Linda Saif, a veterinarian at Ohio State University, Wooster, says China’s enormous fur industry is at the top of her list of places to hunt for SARS-CoV-2’s precursors. Saif cites a report showing the vast majority of the world’s pelts from raccoon dogs and foxes—both canids, a family readily infected with SARS-CoV-2—are from animals farmed or trapped in China (see graphic, above). The country produces half of the world’s mink pelts, too.

SO WHERE TO NOW? Bloom would like more details about the earliest human cases of COVID-19 and says WIV should share bat coronavirus sequences in a database it removed from the internet in September 2019, claiming the site had been hacked. “That could put a lot of this to rest,” he says. Sales data from Wuhan markets could help, too. If researchers could trace who farmed or trapped the live animals sold there and who delivered them to the markets, those people could be interviewed and perhaps sampled for evidence of past infections.

### Given material
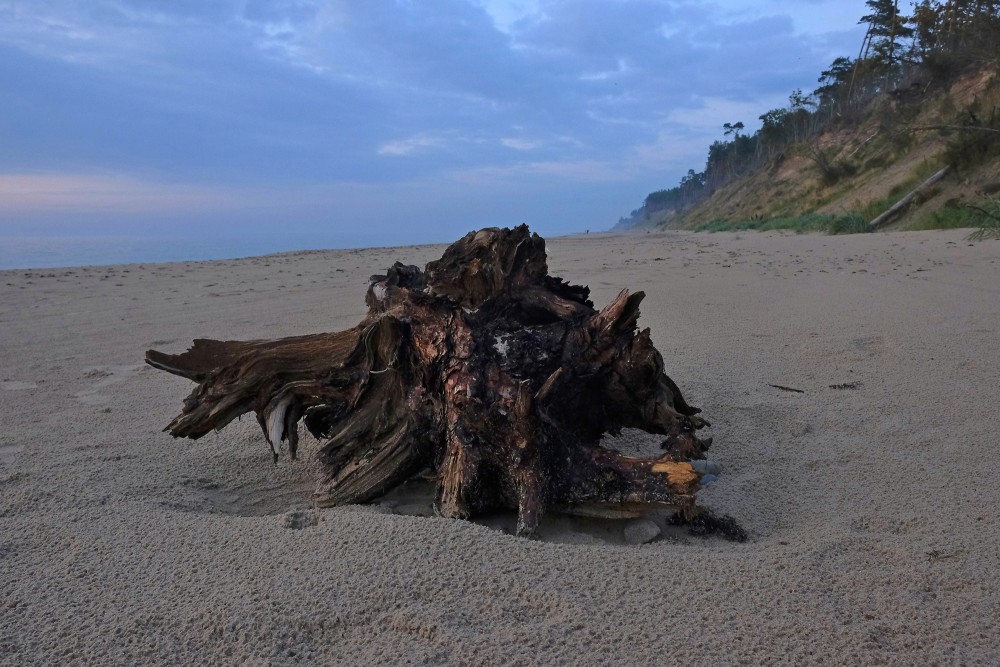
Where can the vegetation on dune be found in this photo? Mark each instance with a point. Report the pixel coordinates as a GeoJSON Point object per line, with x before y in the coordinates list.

### Using the information
A) In the text about tracing the origins of SARS-CoV-2, what share of the world's mink pelts does China produce?
B) Continue the text about tracing the origins of SARS-CoV-2 from its last sentence.

### Task results
A) China produces half of the world's mink pelts.

B)
In a comment published by Nature on 25 August, the international members of the joint mission warned it’s time to get on with “phase 2” because the window for some studies is closing. But WHO is reconfiguring the team. It recently announced a new International Scientific Advisory Group for Origins of Novel Pathogens (SAGO) that will provide “rapid advice” to launch the follow-up studies described in the mission report, but also study the origins of future outbreaks. The Chinese government has shown no signs it will welcome SAGO members, but Wang is hopeful it will have a change of heart: “In an ideal world, we need a Chinese collaboration.”

Chinese scientists are conducting their own studies into potential natural origins, but few outside the country know details. “Unfortunately, finding out what is being done is getting harder by the day because the lab-leak stuff has turned COVID origins into a major political weapon,” says one Western researcher who asked not to be identified. “My colleagues in China are nervous and feeling great pressure.”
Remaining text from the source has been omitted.